(Excerpts of location labeling data)

▼▼▼

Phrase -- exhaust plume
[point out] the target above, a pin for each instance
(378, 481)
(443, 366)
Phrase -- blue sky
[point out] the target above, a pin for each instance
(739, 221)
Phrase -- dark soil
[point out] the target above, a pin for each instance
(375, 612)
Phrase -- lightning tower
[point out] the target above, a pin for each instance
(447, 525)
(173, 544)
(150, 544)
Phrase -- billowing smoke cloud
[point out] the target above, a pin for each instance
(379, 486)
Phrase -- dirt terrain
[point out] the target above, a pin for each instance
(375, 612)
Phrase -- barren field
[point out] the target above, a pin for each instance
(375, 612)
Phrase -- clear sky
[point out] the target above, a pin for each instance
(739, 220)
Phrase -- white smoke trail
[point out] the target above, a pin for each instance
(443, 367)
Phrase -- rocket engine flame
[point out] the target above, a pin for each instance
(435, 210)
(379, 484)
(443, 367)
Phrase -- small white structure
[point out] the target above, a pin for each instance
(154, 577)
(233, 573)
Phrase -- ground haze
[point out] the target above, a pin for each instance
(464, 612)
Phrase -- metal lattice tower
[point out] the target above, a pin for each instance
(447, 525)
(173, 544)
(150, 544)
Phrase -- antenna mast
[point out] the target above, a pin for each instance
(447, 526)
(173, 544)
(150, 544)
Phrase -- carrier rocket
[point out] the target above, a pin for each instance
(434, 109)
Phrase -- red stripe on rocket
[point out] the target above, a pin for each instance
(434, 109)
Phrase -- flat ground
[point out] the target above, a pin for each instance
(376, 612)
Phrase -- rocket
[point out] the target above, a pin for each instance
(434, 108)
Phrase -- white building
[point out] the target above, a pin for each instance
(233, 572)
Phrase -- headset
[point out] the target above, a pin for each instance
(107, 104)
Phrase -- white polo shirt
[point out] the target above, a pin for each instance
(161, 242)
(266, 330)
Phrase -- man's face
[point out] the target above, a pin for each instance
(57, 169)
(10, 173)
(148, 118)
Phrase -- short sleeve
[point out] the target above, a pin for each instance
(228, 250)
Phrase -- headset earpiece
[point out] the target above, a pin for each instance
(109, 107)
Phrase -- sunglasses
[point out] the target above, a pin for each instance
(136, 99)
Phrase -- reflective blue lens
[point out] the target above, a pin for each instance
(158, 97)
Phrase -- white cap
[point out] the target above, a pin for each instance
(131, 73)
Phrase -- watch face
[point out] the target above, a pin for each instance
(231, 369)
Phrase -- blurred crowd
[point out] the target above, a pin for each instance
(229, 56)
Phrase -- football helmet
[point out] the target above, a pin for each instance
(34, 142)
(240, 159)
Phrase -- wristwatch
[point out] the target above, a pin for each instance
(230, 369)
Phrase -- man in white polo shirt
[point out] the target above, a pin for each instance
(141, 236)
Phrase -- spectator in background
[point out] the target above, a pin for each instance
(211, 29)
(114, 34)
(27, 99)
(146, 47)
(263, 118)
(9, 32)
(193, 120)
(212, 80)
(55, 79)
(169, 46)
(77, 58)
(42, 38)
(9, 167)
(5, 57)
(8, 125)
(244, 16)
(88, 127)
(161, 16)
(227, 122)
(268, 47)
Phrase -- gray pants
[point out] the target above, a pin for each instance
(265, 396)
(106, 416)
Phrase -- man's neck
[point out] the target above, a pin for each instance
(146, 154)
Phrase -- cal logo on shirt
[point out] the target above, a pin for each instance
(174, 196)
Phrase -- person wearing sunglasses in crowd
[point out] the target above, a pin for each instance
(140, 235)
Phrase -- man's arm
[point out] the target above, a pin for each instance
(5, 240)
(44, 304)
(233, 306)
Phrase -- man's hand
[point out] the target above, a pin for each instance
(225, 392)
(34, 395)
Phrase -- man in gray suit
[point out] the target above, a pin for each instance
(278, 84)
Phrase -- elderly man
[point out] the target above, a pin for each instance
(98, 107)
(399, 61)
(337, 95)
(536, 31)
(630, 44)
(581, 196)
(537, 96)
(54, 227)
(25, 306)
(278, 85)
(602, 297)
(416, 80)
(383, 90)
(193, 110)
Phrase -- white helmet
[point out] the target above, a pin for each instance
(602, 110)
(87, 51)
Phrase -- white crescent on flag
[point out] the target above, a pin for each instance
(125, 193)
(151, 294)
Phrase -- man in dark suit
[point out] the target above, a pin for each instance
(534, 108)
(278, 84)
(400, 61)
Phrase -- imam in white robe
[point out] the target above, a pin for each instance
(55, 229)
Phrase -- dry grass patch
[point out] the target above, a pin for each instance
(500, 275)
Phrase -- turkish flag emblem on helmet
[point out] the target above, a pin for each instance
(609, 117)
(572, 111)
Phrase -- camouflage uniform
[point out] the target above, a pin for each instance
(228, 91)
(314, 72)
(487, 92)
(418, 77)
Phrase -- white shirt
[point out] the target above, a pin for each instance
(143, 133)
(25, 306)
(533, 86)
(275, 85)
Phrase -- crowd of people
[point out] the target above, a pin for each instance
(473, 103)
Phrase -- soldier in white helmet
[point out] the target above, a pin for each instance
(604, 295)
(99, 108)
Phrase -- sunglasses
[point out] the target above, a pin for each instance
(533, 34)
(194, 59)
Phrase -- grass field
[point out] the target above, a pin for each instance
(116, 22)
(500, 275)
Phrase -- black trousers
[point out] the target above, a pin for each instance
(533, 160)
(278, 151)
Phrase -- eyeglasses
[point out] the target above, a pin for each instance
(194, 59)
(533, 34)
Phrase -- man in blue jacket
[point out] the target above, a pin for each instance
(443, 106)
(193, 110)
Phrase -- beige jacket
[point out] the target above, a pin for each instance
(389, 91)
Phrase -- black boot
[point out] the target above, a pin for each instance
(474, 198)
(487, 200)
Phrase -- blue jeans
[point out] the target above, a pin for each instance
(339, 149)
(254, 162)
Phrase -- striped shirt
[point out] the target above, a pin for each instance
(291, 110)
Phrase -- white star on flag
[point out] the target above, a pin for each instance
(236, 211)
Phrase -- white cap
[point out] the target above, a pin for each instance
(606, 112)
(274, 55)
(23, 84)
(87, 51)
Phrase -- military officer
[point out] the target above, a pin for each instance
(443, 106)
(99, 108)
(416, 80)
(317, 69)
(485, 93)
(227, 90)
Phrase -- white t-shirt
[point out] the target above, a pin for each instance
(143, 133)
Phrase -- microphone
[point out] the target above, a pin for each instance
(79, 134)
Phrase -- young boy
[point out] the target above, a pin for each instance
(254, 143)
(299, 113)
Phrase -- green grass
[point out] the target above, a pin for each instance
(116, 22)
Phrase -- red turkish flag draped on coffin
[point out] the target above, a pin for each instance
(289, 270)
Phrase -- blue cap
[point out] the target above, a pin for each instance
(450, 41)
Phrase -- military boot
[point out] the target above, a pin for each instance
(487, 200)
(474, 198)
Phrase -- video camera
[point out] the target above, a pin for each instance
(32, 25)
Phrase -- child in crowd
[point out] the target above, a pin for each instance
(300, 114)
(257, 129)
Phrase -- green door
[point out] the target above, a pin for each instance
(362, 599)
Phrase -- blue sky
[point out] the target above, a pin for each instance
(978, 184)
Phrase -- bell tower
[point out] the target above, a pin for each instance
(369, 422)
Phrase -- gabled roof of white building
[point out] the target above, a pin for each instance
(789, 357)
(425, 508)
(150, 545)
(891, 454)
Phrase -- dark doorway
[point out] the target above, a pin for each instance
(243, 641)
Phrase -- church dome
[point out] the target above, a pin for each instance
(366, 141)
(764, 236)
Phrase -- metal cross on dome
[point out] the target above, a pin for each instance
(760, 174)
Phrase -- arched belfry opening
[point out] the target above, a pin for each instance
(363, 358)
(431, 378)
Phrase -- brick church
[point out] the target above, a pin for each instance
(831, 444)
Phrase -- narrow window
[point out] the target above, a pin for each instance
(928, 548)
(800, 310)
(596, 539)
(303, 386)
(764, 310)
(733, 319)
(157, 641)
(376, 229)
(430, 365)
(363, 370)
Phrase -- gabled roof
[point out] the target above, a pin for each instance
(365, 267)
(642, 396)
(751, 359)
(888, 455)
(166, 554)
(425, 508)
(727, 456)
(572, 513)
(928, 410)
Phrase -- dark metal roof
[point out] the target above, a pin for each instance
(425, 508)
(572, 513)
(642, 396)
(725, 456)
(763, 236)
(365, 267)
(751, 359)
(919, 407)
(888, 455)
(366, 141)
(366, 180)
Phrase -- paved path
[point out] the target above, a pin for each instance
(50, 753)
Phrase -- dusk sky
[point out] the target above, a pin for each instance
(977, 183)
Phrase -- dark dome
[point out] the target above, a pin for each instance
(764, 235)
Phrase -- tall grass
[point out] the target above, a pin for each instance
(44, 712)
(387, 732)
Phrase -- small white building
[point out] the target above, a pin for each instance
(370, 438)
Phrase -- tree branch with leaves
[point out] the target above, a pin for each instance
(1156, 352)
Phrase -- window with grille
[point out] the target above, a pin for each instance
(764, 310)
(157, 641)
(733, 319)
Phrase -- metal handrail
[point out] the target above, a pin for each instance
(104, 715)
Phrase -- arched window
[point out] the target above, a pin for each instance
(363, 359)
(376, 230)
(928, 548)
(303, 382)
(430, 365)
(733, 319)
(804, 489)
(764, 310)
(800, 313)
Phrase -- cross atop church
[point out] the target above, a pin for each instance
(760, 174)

▲▲▲

TO BE DONE:
From the line that contains "Phrase -- arched belfry opening" down to the last line of the listing above, repeat each line exactly, and include nothing else.

COMPLETE RESPONSE:
Phrase -- arched belfry opening
[point out] the target above, a pin for each instance
(363, 358)
(431, 378)
Phrase -- brick church
[point out] the target above, a pin for each instance
(831, 444)
Phrase -- narrow window
[point out] the target above, a pin for each instance
(928, 548)
(800, 310)
(596, 539)
(303, 386)
(764, 310)
(733, 319)
(157, 641)
(376, 229)
(430, 365)
(363, 370)
Phrase -- gabled roof
[point out] the target above, a pin for each instance
(365, 267)
(642, 396)
(751, 359)
(888, 455)
(166, 554)
(425, 508)
(727, 456)
(572, 513)
(928, 410)
Phrase -- dark metal roof
[point out] the target above, a pin for each instance
(425, 508)
(572, 513)
(642, 396)
(725, 456)
(763, 236)
(365, 267)
(751, 359)
(919, 407)
(888, 455)
(366, 141)
(366, 180)
Phrase -- paved path
[point out] the target above, a pin for each instance
(50, 753)
Phrase -- dusk sky
[point out] the target above, a pin for each instance
(977, 183)
Phrase -- dark dome
[point out] the target above, a pin for each instance
(764, 235)
Phrase -- tall grass
[point out] the target above, a pin for each instance
(44, 712)
(387, 732)
Phrase -- small white building
[point out] the target above, a pin for each instance
(370, 438)
Phrase -- tree branch with leaves
[point out] the target above, a pin for each instance
(1156, 352)
Phrase -- window with grille
[point out] the target above, a pin for each instance
(764, 310)
(157, 641)
(733, 319)
Phrase -- metal handrail
[point out] the target above, a pin for each instance
(104, 715)
Phrase -- arched window
[point out] the target above, a pin for each instance
(363, 359)
(376, 230)
(928, 548)
(303, 382)
(430, 365)
(733, 319)
(804, 489)
(764, 310)
(800, 313)
Phrase -- cross atop church
[point out] the target above, a pin for each instance
(760, 174)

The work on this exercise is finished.